### GIVEN TASK
Render every line of the items below as a JSON list of strings, one string per line, leaving out blank lines.

═══

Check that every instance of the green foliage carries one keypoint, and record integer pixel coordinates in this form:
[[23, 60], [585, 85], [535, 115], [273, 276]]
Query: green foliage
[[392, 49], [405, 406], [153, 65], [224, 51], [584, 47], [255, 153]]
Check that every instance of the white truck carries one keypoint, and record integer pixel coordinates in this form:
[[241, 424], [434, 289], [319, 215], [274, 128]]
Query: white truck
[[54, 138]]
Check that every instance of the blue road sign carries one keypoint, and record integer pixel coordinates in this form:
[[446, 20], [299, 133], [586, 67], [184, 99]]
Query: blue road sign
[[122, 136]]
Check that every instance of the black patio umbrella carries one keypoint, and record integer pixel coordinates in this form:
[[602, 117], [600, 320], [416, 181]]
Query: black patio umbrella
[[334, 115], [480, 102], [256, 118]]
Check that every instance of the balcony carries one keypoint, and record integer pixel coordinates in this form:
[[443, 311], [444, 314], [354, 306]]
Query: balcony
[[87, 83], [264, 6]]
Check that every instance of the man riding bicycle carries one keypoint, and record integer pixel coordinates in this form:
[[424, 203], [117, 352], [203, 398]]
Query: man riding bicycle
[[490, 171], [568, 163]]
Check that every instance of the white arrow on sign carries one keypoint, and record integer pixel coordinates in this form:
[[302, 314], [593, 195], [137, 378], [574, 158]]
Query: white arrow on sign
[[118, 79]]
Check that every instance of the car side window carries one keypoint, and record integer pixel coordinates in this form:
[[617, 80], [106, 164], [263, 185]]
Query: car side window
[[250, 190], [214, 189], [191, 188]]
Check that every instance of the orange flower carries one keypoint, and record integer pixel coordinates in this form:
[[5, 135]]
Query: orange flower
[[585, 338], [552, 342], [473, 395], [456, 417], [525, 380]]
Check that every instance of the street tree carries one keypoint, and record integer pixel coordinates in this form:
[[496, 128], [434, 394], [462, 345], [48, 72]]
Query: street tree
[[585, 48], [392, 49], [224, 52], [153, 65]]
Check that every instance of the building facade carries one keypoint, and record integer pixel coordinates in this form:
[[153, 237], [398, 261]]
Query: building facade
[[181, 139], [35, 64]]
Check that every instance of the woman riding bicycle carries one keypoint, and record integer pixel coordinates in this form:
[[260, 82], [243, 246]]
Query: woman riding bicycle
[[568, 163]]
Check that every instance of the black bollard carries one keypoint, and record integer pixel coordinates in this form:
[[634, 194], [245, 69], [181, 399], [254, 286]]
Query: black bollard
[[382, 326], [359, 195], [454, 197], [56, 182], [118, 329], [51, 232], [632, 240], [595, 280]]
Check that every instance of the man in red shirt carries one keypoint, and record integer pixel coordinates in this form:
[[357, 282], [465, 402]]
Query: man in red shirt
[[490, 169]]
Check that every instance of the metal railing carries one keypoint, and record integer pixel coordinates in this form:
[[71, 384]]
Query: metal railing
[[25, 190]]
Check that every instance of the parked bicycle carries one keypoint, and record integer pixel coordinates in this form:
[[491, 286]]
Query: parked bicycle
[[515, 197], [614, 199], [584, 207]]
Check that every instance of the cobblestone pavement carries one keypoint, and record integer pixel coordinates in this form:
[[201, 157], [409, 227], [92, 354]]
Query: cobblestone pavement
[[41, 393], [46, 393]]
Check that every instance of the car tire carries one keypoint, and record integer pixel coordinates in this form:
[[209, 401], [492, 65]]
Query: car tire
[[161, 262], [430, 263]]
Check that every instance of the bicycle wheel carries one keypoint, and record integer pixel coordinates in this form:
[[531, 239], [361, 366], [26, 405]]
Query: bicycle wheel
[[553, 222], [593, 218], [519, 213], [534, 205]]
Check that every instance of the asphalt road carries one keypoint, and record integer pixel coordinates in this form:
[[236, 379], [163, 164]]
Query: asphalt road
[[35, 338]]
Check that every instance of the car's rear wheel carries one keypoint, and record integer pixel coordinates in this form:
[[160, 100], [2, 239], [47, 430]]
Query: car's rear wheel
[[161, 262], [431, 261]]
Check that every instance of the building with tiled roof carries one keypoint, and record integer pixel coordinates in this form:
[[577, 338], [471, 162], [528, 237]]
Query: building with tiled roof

═══

### EXPECTED OUTPUT
[
  "Check that every instance of the green foliage carries one keypoint, and record integer pixel coordinates in this form:",
  "[[23, 60], [585, 85], [535, 115], [273, 276]]",
  "Query: green foliage",
  "[[392, 49], [405, 406], [153, 65], [224, 51], [584, 47], [255, 153]]",
  "Check that every instance of the white truck carries one keypoint, and record integer pixel coordinates in this form:",
  "[[241, 424], [434, 289], [319, 215], [274, 128]]",
  "Query: white truck",
  "[[54, 138]]",
  "Check that every instance of the blue road sign carries one keypoint, and record integer pixel coordinates in this form:",
  "[[446, 20], [299, 133], [586, 67], [184, 99]]",
  "Query: blue road sign",
  "[[122, 136]]",
  "Check that every instance of the black patio umbrella carries one keypoint, and record integer pixel coordinates in this form:",
  "[[602, 117], [600, 320], [416, 181]]",
  "Query: black patio umbrella",
  "[[334, 115], [480, 102], [256, 118]]",
  "Check that every instance of the balcony carries one keypoint, and record integer pixel coordinates in this form:",
  "[[443, 311], [444, 314], [354, 306]]",
  "Query: balcony",
  "[[87, 83], [264, 6]]",
  "Check that every instance of the man riding bicycle carries one keypoint, and record integer pixel coordinates in this form:",
  "[[424, 203], [117, 352], [203, 398]]",
  "Query: man riding bicycle",
  "[[490, 171], [568, 163]]",
  "Check that every instance of the white arrow on sign carries one keypoint, and record integer pixel coordinates in this form:",
  "[[302, 314], [593, 195], [137, 378], [574, 158]]",
  "Query: white arrow on sign",
  "[[118, 79]]",
  "Check that every instance of the car side window carries one keypoint, and record integer pixel coordinates in this form:",
  "[[617, 80], [106, 164], [263, 185]]",
  "Query: car side window",
  "[[250, 190], [214, 189], [191, 188]]",
  "Check that every instance of the orange flower carries one keypoint, and record integer pixel coordinates in this form:",
  "[[5, 135]]",
  "Query: orange flower",
  "[[585, 338], [552, 342], [473, 395], [456, 417], [525, 380]]",
  "Check that every instance of the street tree carries one keypoint, and record integer pixel coordinates in this form:",
  "[[496, 128], [434, 394], [462, 345], [48, 72]]",
  "Query: street tree",
  "[[585, 48], [392, 49], [224, 52], [153, 65]]",
  "Check that every instance of the building facade carries one keypoint, and record integer pixel coordinates in this form:",
  "[[153, 237], [398, 261]]",
  "Query: building facade",
  "[[181, 139], [35, 64]]",
  "Check that every instance of the woman riding bicycle carries one keypoint, and record integer pixel coordinates in this form:",
  "[[260, 82], [243, 246]]",
  "Query: woman riding bicycle",
  "[[568, 163]]",
  "Check that every instance of the black bollard carries one keypoint, and record integer pixel coordinates in this form:",
  "[[634, 194], [245, 69], [181, 399], [254, 286]]",
  "Query: black bollard",
  "[[382, 326], [359, 195], [454, 197], [56, 182], [118, 329], [51, 232], [632, 240], [595, 280]]",
  "Check that every instance of the man in red shirt carries one keypoint, and record integer pixel coordinates in this form:",
  "[[357, 282], [465, 402]]",
  "Query: man in red shirt",
  "[[490, 169]]",
  "Check that every instance of the metal railing carries one keypoint, and record integer pixel coordinates in this form:",
  "[[71, 384]]",
  "Query: metal railing",
  "[[25, 190]]",
  "Check that every instance of the parked bicycle carries one keypoint, and record integer pixel coordinates in this form:",
  "[[491, 286]]",
  "Query: parked bicycle",
  "[[515, 197], [614, 199], [584, 207]]",
  "Check that every instance of the cobblestone pavement carries one keypoint, and record integer pixel coordinates in this form:",
  "[[201, 157], [409, 227], [92, 354]]",
  "Query: cobblestone pavement",
  "[[41, 393], [46, 393]]",
  "Check that every instance of the car tire carries one keypoint, and record integer pixel coordinates in this form:",
  "[[209, 401], [492, 65]]",
  "Query: car tire",
  "[[161, 262], [430, 263]]",
  "Check that every instance of the bicycle wheel carries one keypoint, and record integer pixel coordinates in this form:",
  "[[531, 239], [361, 366], [26, 405]]",
  "Query: bicycle wheel",
  "[[553, 222], [593, 218], [519, 213], [534, 205]]",
  "Check that every instance of the asphalt road carries one keypoint, and record integer pixel coordinates in this form:",
  "[[236, 379], [163, 164]]",
  "Query: asphalt road",
  "[[35, 338]]",
  "Check that every instance of the car's rear wheel carries one keypoint, and record integer pixel coordinates in this form:",
  "[[160, 100], [2, 239], [47, 430]]",
  "Query: car's rear wheel",
  "[[161, 262], [431, 261]]",
  "Check that every instance of the building with tiled roof carries one keypoint, and record integer pixel coordinates in this form:",
  "[[577, 338], [471, 162], [528, 237]]",
  "Query: building with tiled roof"
]